Written exercise >> Repeat exactly the lines below from the line that contains "Practice step: label each instance of the crowd" to the last line, inclusive, without the pictures.

Records of labeled points
--------------------------------------------------
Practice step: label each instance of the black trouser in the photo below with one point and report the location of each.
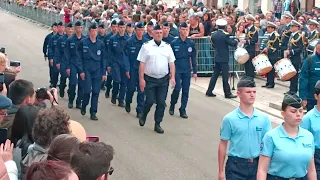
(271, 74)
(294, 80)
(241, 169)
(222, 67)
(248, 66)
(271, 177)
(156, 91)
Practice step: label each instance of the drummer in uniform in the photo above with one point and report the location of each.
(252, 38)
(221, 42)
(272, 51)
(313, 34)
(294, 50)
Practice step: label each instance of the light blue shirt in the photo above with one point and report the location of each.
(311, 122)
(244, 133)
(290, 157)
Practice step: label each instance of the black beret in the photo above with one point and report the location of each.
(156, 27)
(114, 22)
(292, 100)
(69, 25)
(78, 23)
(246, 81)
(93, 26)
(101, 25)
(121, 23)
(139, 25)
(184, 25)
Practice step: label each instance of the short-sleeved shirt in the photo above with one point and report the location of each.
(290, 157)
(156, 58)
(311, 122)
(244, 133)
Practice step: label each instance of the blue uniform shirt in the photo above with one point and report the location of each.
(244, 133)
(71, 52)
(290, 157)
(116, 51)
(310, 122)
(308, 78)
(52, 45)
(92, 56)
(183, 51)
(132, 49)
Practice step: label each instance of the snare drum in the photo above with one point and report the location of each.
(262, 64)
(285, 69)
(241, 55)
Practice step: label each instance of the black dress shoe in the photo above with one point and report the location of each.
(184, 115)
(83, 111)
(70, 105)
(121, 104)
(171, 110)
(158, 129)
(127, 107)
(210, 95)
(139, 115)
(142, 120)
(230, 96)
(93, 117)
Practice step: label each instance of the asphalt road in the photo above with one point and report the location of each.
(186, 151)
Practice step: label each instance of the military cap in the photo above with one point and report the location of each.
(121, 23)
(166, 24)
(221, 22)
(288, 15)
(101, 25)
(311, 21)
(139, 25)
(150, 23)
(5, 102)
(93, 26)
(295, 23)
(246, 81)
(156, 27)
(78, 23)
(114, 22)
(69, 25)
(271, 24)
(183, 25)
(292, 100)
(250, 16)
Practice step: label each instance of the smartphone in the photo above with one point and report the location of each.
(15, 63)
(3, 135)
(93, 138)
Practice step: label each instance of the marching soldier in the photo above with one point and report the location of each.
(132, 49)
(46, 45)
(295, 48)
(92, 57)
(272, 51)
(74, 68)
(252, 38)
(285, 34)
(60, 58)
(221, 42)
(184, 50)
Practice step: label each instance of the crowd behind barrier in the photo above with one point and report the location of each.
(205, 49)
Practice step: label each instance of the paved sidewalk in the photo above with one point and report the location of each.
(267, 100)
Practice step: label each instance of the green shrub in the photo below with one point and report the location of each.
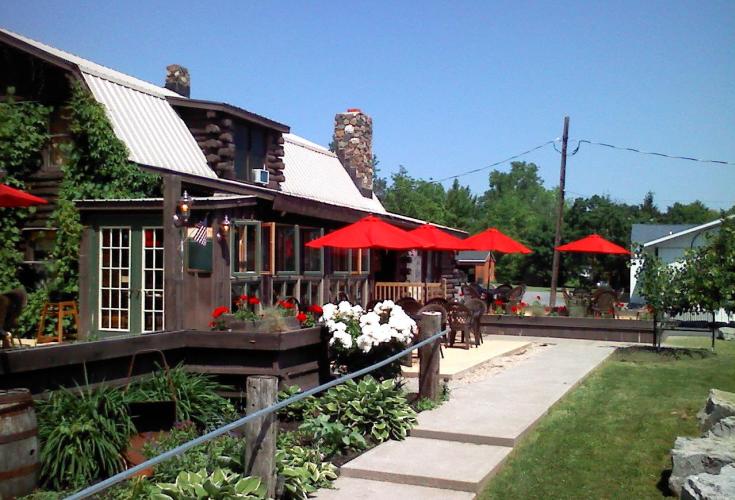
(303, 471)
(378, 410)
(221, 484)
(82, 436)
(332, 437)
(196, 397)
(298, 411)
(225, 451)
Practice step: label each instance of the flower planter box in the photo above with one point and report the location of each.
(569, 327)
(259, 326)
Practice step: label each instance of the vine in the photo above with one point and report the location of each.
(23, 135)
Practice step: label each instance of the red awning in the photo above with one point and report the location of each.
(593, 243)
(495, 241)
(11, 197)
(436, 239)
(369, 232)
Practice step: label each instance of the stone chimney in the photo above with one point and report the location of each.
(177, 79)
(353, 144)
--------------------------------------------------
Answer >>
Practice step: label each instance of the crowd behind barrier in the photo above with one point and report the location of each.
(205, 49)
Practice step: label each instance of the paved sidewalk in the photo above with one point and report the location of each.
(267, 100)
Practice step: label each instance of the green shrub in the photo below with one point and report the location of each.
(303, 471)
(378, 410)
(221, 484)
(82, 436)
(332, 437)
(196, 397)
(298, 411)
(225, 451)
Practice step: label each instance of the flower planter box in the photo above with one point and report the location of each.
(569, 327)
(259, 326)
Practice step: label each instance of the vine in the photo above with one point and report the location of each.
(23, 135)
Practice step: label each instance of the red awning in the photo above with one point and report the location of each.
(593, 243)
(495, 241)
(11, 197)
(436, 239)
(369, 232)
Practice step: label each instance of the stone chimney in the photo above with one point and report the location of each.
(177, 79)
(353, 144)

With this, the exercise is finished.